Exercise brief> Send back the entries exactly as they were given.

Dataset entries
══════════
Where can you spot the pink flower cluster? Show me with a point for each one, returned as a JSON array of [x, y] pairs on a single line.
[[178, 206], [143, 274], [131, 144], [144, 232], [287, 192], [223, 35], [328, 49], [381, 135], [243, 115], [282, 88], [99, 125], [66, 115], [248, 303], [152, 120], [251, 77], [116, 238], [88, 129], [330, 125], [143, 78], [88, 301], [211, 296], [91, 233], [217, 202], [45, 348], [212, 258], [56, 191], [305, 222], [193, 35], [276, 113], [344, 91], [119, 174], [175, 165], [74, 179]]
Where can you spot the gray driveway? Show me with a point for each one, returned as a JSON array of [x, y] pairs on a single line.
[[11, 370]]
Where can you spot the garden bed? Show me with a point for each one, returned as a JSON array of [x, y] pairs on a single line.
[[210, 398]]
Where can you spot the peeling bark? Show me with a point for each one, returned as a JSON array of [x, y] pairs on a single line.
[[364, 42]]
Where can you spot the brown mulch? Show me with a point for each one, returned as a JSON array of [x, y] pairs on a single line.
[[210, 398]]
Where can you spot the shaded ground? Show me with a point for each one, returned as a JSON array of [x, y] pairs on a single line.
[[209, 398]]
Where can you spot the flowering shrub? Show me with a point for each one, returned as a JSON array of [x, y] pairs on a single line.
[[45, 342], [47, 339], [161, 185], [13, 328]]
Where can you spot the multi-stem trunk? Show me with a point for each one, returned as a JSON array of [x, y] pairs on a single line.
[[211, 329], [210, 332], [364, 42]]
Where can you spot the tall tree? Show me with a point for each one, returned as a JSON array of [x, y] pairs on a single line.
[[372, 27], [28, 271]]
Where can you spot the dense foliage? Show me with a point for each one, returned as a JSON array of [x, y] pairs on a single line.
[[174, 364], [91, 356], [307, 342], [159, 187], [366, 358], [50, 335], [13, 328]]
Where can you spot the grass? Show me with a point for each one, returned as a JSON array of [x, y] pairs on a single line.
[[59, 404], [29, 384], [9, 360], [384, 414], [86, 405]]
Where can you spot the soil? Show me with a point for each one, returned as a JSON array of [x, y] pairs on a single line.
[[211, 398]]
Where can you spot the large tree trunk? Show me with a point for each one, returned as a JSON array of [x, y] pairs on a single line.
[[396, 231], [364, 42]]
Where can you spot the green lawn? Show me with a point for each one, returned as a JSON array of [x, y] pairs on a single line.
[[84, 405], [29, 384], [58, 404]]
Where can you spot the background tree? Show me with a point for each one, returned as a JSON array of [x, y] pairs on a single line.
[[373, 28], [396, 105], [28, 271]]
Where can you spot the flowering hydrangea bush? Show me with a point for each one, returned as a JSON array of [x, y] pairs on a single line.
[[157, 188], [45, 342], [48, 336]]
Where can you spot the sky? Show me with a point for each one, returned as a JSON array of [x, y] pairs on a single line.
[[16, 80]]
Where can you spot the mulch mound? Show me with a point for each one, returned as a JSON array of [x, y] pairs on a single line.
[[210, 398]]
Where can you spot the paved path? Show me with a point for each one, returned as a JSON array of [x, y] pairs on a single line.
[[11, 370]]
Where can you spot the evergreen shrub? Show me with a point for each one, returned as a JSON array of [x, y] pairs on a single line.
══════════
Output of the exercise>
Where can you spot the pink flower cluster? Show me with a point for each one, returned as a JSON array of [x, y] pairs on a single line.
[[178, 206], [143, 274], [131, 144], [144, 232], [287, 192], [223, 35], [328, 49], [381, 135], [243, 115], [282, 88], [99, 125], [66, 115], [248, 303], [152, 120], [251, 77], [116, 238], [88, 129], [330, 125], [143, 78], [88, 301], [211, 296], [91, 233], [217, 202], [45, 348], [212, 258], [56, 191], [305, 222], [193, 35], [276, 113], [344, 91], [119, 174], [175, 165], [74, 179]]
Where can you spot the gray driveway? Show me with a point for each one, returned as a JSON array of [x, y] pairs on a single line.
[[11, 370]]
Where can you spot the garden bed? Show me with a point for each one, returned as a JSON array of [x, y] pairs on a single line.
[[210, 398]]
Where can you spot the peeling bark? Show me with a point for each one, returned as a JSON array of [x, y] pairs on a single line.
[[364, 42]]
Where can you spot the brown mulch? Show me with a point for each one, returned as a JSON array of [x, y] pairs on a single line.
[[210, 398]]
Where can you spot the shaded ground? Show me with a point for each one, returned as a JSON array of [x, y] pairs on a single line.
[[209, 398]]
Where can you spot the flowering shrub? Show me with a point for each one, returned as a JSON array of [x, y] pairs on a single line.
[[45, 342], [47, 339], [161, 185], [13, 328]]
Where can you spot the multi-stem trunk? Show me with a point for each one, returned as a JSON array of [x, y] pairs on a single line.
[[211, 329], [210, 332], [364, 42]]
Where can you spot the tall tree? Show me with a point for each one, returned as a JSON array of [x, y] pairs on a single line.
[[372, 27], [28, 271]]
Where can you spot the dense foliage? Show me with a point for each one, returned as a JSON array of [x, y] pairs on a single line.
[[174, 364], [91, 356], [307, 342], [159, 187], [366, 358], [50, 335], [13, 328]]
Where can you spot the grass? Show me with a point for each one, returned as a JSON array of [x, y] pairs on a single line.
[[59, 404], [29, 384], [9, 360], [384, 414], [86, 405]]
Where can you spot the soil? Show me with a point for each one, returned as a JSON array of [x, y] pairs on a single line.
[[211, 398]]
Where can you spot the large tree trunk? Show me with a point for each one, returned as a JSON array of [x, y] pairs on a single line.
[[396, 231], [364, 42]]
Where can you spot the green lawn? Show me with a point for each one, returned as a JSON array of [x, y] pairs on a single line.
[[84, 405], [29, 384], [58, 404]]
Where can you spot the background tree? Show me with a point for each one, returned as a JSON array of [x, y] pairs on a single line.
[[373, 28], [396, 105], [28, 271]]
Where can you spot the flowering hydrangea bush? Show me with a point for each one, returned as a JSON array of [x, y] pairs on a single line.
[[157, 188], [45, 342], [48, 336]]
Where can you spot the sky? Show me with a point for each one, returned as a JSON array of [x, y] pairs on a single line.
[[16, 80]]
Where can you spot the mulch mound? Show me with a point for each one, returned as a JSON array of [x, y] pairs on a single line.
[[210, 398]]
Where can you spot the paved path? Show me with a point for each one, returned as a JSON array of [x, y] pairs on a single line.
[[11, 370]]
Where can you spot the evergreen shrub? Show me with a point for each one, returned as a JSON array of [x, y] pairs on a single line.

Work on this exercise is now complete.